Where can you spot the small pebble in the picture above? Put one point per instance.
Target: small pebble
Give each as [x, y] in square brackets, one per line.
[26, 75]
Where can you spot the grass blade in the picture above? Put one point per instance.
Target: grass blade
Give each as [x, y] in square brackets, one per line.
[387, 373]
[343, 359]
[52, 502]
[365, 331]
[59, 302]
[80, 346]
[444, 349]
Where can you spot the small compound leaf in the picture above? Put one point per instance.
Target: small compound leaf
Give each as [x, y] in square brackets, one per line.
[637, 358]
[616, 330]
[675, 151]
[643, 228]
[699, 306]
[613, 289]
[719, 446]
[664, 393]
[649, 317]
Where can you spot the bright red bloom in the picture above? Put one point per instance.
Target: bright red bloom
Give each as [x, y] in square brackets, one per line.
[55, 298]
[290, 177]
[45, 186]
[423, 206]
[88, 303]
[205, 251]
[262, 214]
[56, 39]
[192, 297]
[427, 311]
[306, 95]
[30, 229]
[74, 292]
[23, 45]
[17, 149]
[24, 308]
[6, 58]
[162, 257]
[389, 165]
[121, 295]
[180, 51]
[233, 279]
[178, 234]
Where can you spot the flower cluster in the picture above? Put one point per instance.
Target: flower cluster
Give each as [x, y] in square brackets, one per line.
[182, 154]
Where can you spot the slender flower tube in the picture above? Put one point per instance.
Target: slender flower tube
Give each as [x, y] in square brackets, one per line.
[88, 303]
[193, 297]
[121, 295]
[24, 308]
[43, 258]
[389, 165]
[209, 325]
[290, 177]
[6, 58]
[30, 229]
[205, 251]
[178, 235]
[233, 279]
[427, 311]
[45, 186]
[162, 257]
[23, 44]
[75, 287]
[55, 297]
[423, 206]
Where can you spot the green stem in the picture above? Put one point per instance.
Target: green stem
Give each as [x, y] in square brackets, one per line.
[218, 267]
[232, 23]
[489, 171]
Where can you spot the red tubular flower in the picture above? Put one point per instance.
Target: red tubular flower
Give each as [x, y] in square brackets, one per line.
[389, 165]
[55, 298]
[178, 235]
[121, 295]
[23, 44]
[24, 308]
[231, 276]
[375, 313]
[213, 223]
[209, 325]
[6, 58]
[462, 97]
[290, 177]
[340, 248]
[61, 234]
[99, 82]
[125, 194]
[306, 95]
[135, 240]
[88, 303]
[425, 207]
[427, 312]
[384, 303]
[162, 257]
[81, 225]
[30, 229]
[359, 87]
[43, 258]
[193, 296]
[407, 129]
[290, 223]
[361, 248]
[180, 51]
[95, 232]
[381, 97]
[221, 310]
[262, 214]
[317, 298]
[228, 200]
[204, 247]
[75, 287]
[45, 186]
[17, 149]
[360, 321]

※

● What the task asks:
Repeat the lines from the one containing "Where can you spot the flower" through the end of the listing, exactly and without any other lines; both ends are included.

● Solution to the problem:
Where can you spot the flower cluster in the picture above? Put one point per instance.
Target: flower cluster
Give each as [x, y] in square brackets, one per line.
[182, 154]
Where can you spot the slender flower tube in the picture above? Put one point per instance.
Target: slender flower tube
Give each as [x, y] in square brackets, one per line.
[88, 303]
[193, 297]
[121, 295]
[24, 308]
[43, 258]
[389, 165]
[209, 325]
[290, 177]
[6, 58]
[30, 229]
[205, 251]
[178, 235]
[233, 279]
[427, 311]
[45, 186]
[162, 257]
[23, 44]
[75, 287]
[55, 297]
[423, 206]
Where can you spot the green stem in the picture above? Put one point per instance.
Target: green stem
Give each as [x, y] in square brackets, one per line.
[218, 267]
[232, 23]
[489, 171]
Where can you spot the red tubular flower in the picture above? Put one point per instance.
Target: red tubular flower
Give each as [x, y] in square brackets, one per line.
[389, 165]
[55, 298]
[178, 235]
[121, 295]
[23, 44]
[24, 308]
[231, 276]
[375, 313]
[213, 223]
[209, 325]
[6, 58]
[462, 97]
[290, 177]
[340, 248]
[61, 234]
[99, 82]
[125, 194]
[306, 95]
[135, 240]
[88, 303]
[425, 207]
[427, 312]
[384, 303]
[162, 257]
[81, 225]
[30, 229]
[359, 87]
[43, 258]
[193, 296]
[407, 129]
[290, 223]
[361, 248]
[180, 51]
[95, 232]
[381, 97]
[221, 310]
[262, 214]
[317, 298]
[228, 200]
[204, 247]
[75, 287]
[45, 186]
[17, 149]
[360, 321]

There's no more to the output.